## [Extract to read]
## start

# Lancome



## steph720 (Jul 28, 2008)

Hi everyone!  I need a bit of advice.  Lancome wants to hire me and will pay a 3% commission on all my sales.  Currently though I am negotiating with the department store about my hourly rate.  In fact the Lancome account manager told me at the end of the interview that if they did not offer me enough (the dept store) to call her and maybe she could help.

The bottom line is what is a reasonable hourly rate?  

Please help!  I would appreciate any advice.  

Thanks!


----------



## MAC*GIRL08 (Jul 28, 2008)

I worked for Lancome as a seasonal employee last Christmas - the pay rate was $8.00 but you can negotiate for $10.00 an hr.  I believe that is the highest they will go, that is what the other permament employees were making.  Hope this helps and good luck.


----------



## baybehbekah (Jul 28, 2008)

it really depends on where you live and what department store you're gonna be working for?!?!


----------



## steph720 (Jul 29, 2008)

## end

## [Supplied material]
## start

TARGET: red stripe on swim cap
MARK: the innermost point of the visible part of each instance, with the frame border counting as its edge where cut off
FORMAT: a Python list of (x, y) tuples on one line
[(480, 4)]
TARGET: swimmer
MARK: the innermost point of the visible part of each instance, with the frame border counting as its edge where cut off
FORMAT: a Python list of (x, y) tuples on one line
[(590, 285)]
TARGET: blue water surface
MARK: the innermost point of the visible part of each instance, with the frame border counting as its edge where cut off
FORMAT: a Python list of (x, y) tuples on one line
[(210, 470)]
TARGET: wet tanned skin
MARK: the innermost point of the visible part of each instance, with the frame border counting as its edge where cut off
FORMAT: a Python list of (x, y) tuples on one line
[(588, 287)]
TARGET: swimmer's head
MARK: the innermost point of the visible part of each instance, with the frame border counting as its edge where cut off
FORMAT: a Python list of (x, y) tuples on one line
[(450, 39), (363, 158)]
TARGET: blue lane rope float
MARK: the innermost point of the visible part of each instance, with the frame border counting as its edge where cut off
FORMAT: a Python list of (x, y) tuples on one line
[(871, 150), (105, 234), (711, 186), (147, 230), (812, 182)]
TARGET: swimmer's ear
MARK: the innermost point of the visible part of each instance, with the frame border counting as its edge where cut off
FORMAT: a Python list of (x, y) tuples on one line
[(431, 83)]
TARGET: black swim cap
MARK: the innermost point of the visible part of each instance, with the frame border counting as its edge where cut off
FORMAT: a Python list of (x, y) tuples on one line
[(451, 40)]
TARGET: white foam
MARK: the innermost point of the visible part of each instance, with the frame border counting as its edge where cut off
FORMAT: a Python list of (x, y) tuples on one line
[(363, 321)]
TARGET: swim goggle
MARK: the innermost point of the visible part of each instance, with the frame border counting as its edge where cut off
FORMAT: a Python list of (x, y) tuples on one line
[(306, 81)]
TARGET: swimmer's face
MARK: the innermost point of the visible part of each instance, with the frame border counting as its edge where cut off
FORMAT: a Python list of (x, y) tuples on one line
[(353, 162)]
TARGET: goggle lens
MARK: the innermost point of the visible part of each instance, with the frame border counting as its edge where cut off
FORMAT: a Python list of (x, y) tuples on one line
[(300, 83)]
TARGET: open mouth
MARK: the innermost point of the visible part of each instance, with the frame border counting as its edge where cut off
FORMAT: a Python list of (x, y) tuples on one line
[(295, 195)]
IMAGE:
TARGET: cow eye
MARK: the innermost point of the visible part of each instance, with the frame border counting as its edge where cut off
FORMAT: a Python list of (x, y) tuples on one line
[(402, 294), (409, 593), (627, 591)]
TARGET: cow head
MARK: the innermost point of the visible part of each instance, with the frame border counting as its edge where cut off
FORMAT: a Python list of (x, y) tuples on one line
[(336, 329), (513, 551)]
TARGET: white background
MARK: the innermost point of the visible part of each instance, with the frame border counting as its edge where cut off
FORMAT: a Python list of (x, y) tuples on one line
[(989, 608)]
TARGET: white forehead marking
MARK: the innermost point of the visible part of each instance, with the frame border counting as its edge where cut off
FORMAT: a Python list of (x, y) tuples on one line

## end

## [What you need to do]
[1] Starting at the line containing "TARGET: cow head" and ending at the last line of the records, rewrite those records with their requests, adding -109 to every x and y coordinate in the answers.
[2] Continue the forum thread about the hourly rate for a Lancome job from the point where it stops.
The forum thread and the records are unrelated material.

## [Solved problems]
[1]
TARGET: cow head
MARK: the innermost point of the visible part of each instance, with the frame border counting as its edge where cut off
FORMAT: a Python list of (x, y) tuples on one line
[(227, 220), (404, 442)]
TARGET: white background
MARK: the innermost point of the visible part of each instance, with the frame border counting as its edge where cut off
FORMAT: a Python list of (x, y) tuples on one line
[(880, 499)]
TARGET: white forehead marking
MARK: the innermost point of the visible part of each instance, with the frame border counting as its edge where cut off
FORMAT: a Python list of (x, y) tuples on one line

[2]
Quote:

   Originally Posted by *baybehbekah* 

 
_it really depends on where you live and what department store you're gonna be working for?!?!_

 
Hi, I appreciate your resonse.  I live in the Harrisburg, Pennsylvania area.  The department store is the Bon Ton which owns in other areas of the country the department stores Elder-Beerman, Herberger's, Younkers, and Carson Pirie Scott.

Thanks,

Stephanie


----------



## aleksis210 (Jul 29, 2008)

I worked for Lancome for about 7 months and they started me at $10 an hr., if you make your sales goals they are supposed to give you a dollar raise every year. Hope that helps...Oh and I would ask for $11 an hour because they started a diff. girl off at that....maybe she had more experience on her resume though...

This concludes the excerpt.